** Opening Materials provided block **
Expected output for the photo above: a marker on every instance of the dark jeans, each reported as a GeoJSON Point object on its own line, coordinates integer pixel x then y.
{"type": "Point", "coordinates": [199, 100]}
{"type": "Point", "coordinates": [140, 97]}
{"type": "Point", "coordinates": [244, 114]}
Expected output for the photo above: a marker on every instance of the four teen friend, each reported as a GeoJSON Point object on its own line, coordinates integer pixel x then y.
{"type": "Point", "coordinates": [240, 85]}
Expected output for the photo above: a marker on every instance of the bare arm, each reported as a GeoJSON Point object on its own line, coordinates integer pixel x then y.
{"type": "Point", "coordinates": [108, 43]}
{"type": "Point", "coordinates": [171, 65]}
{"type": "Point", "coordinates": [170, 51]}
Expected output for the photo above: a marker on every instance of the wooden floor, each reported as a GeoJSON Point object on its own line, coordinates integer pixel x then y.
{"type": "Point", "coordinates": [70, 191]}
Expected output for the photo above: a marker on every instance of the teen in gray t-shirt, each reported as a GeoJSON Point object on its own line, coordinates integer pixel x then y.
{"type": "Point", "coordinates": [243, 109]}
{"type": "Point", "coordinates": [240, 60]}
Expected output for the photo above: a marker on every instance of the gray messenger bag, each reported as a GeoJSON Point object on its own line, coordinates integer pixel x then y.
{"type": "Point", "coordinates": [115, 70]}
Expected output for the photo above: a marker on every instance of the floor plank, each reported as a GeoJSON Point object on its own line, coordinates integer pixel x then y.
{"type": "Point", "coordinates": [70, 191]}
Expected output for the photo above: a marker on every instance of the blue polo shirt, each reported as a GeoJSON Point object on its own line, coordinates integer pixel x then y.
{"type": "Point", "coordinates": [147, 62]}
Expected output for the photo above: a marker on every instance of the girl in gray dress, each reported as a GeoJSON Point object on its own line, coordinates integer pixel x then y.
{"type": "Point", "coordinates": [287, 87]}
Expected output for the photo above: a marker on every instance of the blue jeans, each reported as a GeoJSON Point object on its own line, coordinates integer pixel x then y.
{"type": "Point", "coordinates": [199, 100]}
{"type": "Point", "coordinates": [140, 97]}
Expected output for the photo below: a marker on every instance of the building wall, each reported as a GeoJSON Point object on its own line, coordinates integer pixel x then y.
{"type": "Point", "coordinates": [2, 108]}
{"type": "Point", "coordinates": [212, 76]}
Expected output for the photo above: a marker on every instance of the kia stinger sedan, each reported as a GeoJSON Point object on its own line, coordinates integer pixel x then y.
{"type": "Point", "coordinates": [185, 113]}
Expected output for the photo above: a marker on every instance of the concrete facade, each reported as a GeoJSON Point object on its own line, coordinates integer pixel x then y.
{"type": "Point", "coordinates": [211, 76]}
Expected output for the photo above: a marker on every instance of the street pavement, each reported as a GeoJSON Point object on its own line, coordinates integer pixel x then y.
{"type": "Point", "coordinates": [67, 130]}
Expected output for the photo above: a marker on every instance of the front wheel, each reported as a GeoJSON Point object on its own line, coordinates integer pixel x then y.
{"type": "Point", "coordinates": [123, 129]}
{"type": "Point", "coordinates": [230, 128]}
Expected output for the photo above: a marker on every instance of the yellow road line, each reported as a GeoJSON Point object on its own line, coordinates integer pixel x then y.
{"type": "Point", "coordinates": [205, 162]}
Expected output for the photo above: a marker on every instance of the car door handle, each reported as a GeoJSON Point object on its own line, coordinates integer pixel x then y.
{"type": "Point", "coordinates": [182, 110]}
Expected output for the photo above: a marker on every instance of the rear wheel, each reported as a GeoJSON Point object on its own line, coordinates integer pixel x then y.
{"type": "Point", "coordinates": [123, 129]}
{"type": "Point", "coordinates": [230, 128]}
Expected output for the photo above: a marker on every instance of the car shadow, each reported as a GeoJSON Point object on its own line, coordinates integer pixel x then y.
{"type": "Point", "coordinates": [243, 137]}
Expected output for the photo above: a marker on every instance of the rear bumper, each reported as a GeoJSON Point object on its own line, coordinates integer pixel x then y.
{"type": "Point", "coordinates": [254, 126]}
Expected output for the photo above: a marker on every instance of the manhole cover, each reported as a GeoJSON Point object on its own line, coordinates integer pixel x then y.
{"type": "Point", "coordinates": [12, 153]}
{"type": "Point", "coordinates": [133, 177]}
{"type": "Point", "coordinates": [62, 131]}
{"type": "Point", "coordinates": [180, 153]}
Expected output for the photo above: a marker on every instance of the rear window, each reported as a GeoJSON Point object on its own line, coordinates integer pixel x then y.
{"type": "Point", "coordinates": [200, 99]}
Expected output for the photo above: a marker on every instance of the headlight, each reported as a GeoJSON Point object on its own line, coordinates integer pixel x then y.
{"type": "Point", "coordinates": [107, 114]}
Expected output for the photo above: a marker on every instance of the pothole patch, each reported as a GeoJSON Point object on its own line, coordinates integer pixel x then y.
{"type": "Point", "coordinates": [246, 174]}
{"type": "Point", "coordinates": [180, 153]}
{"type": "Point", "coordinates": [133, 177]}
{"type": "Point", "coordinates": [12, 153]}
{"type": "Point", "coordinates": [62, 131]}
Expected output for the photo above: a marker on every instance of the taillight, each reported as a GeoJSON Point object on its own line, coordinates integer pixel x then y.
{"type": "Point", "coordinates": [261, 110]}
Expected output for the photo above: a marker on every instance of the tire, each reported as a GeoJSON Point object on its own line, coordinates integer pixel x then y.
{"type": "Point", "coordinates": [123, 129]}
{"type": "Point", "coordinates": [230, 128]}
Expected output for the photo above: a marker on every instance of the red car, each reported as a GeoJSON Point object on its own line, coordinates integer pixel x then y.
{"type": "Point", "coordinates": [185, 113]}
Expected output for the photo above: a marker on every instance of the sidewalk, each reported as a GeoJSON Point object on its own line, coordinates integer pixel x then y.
** Closing Materials provided block **
### What to do
In full and exactly, transcribe the material above.

### Your solution
Expected output for the photo above: a marker on every instance of the dark jeans, each reported as a GeoJSON Point object on its own line, coordinates integer pixel x then y.
{"type": "Point", "coordinates": [199, 100]}
{"type": "Point", "coordinates": [140, 97]}
{"type": "Point", "coordinates": [244, 114]}
Expected output for the photo above: a marker on every instance of the four teen friend, each reported as a GeoJSON Point object on its own line, coordinates integer pixel x then y.
{"type": "Point", "coordinates": [240, 85]}
Expected output for the photo above: a marker on every instance of the bare arm, each reported as a GeoJSON Point object on its own line, coordinates integer pixel x then y.
{"type": "Point", "coordinates": [108, 43]}
{"type": "Point", "coordinates": [171, 65]}
{"type": "Point", "coordinates": [170, 51]}
Expected output for the photo above: a marker on every instance of the wooden floor, each reported as a GeoJSON Point object on its own line, coordinates integer pixel x then y.
{"type": "Point", "coordinates": [70, 191]}
Expected output for the photo above: a marker on every instance of the teen in gray t-shirt, each reported as a GeoJSON Point object on its own line, coordinates integer pixel x then y.
{"type": "Point", "coordinates": [243, 109]}
{"type": "Point", "coordinates": [240, 60]}
Expected output for the photo above: a marker on every instance of the gray messenger bag, each reported as a GeoJSON Point object on its own line, coordinates integer pixel x then y.
{"type": "Point", "coordinates": [115, 70]}
Expected output for the photo above: a marker on every instance of the floor plank, each reported as a GeoJSON Point object on its own line, coordinates integer pixel x then y.
{"type": "Point", "coordinates": [70, 191]}
Expected output for the photo above: a marker on every instance of the blue polo shirt, each reported as a GeoJSON Point object on its own line, coordinates integer pixel x then y.
{"type": "Point", "coordinates": [147, 62]}
Expected output for the photo above: a marker on every instance of the girl in gray dress, each reported as a GeoJSON Point object on its own line, coordinates integer pixel x then y.
{"type": "Point", "coordinates": [287, 87]}
Expected output for the photo above: a marker on every instance of the blue jeans, each reported as a GeoJSON Point object on its own line, coordinates integer pixel x then y.
{"type": "Point", "coordinates": [199, 100]}
{"type": "Point", "coordinates": [140, 97]}
Expected output for the photo below: a marker on every instance of the building wall, each reported as a GeoJSON Point object on its own line, coordinates integer pixel x then y.
{"type": "Point", "coordinates": [2, 108]}
{"type": "Point", "coordinates": [212, 76]}
Expected output for the photo above: a marker on every instance of the kia stinger sedan, each reported as a GeoJSON Point object on its own line, coordinates integer pixel x then y.
{"type": "Point", "coordinates": [185, 113]}
Expected output for the photo above: a marker on every instance of the concrete facade, each reported as a GeoJSON Point object on its own line, coordinates integer pixel x then y.
{"type": "Point", "coordinates": [211, 76]}
Expected output for the photo above: a marker on every instance of the street pavement, each reported as a GeoJSON Point object on its own line, coordinates integer pixel x then y.
{"type": "Point", "coordinates": [67, 130]}
Expected output for the photo above: a marker on every instance of the front wheel, each reported as a GeoJSON Point object on its own line, coordinates integer pixel x then y.
{"type": "Point", "coordinates": [123, 129]}
{"type": "Point", "coordinates": [230, 128]}
Expected output for the photo above: a marker on every instance of the yellow road line, each reported as a GeoJSON Point object on its own line, coordinates integer pixel x then y.
{"type": "Point", "coordinates": [205, 162]}
Expected output for the photo above: a marker on every instance of the car door handle, each reported as a GeoJSON Point object on its own line, coordinates integer pixel x then y.
{"type": "Point", "coordinates": [182, 110]}
Expected output for the photo above: a marker on every instance of the rear wheel, each reported as a GeoJSON Point object on its own line, coordinates integer pixel x then y.
{"type": "Point", "coordinates": [123, 129]}
{"type": "Point", "coordinates": [230, 128]}
Expected output for the photo above: a marker on every instance of the car shadow, each reported as a GeoJSON Point object on its own line, coordinates integer pixel x then y.
{"type": "Point", "coordinates": [243, 137]}
Expected output for the photo above: a marker on every instance of the rear bumper, each reported as a GeoJSON Point object on its own line, coordinates integer pixel x then y.
{"type": "Point", "coordinates": [254, 126]}
Expected output for the photo above: a marker on every instance of the manhole cover, each reported as a GeoJSON Point object on its own line, coordinates integer pixel x then y.
{"type": "Point", "coordinates": [12, 153]}
{"type": "Point", "coordinates": [133, 177]}
{"type": "Point", "coordinates": [62, 131]}
{"type": "Point", "coordinates": [180, 153]}
Expected output for the photo above: a marker on every instance of the rear window, each reported as a GeoJSON Point object on its own line, coordinates integer pixel x then y.
{"type": "Point", "coordinates": [200, 99]}
Expected output for the photo above: a marker on every instance of the headlight, each reported as a GeoJSON Point object on its own line, coordinates integer pixel x then y.
{"type": "Point", "coordinates": [107, 114]}
Expected output for the photo above: a marker on every instance of the pothole patch, each reported as a GeoJSON Point object on its own line, coordinates integer pixel x then y.
{"type": "Point", "coordinates": [246, 174]}
{"type": "Point", "coordinates": [180, 153]}
{"type": "Point", "coordinates": [133, 177]}
{"type": "Point", "coordinates": [12, 153]}
{"type": "Point", "coordinates": [62, 131]}
Expected output for the photo above: a marker on every instance of the taillight, each reported as a GeoJSON Point object on its own line, coordinates integer pixel x then y.
{"type": "Point", "coordinates": [261, 110]}
Expected output for the photo above: a marker on every instance of the tire, each reported as a GeoJSON Point object on its own line, coordinates integer pixel x then y.
{"type": "Point", "coordinates": [123, 129]}
{"type": "Point", "coordinates": [230, 128]}
Expected output for the photo above: a marker on every instance of the red car, each reported as a GeoJSON Point object on its own line, coordinates integer pixel x then y.
{"type": "Point", "coordinates": [185, 113]}
Expected output for the photo above: a marker on every instance of the sidewalk, each reported as a GeoJSON Point object on its own line, coordinates integer pixel x then y.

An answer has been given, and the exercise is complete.